(Bounding-box records)
----

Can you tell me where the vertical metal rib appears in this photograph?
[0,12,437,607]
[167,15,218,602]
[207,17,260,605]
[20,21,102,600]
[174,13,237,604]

----

- Exercise -
Output every line of the entries above verbatim, in their original order.

- Answer to the exercise -
Can you tell me where the vertical metal rib appears in this photograph?
[0,12,437,607]
[167,15,218,602]
[207,17,260,605]
[20,21,102,600]
[174,13,237,604]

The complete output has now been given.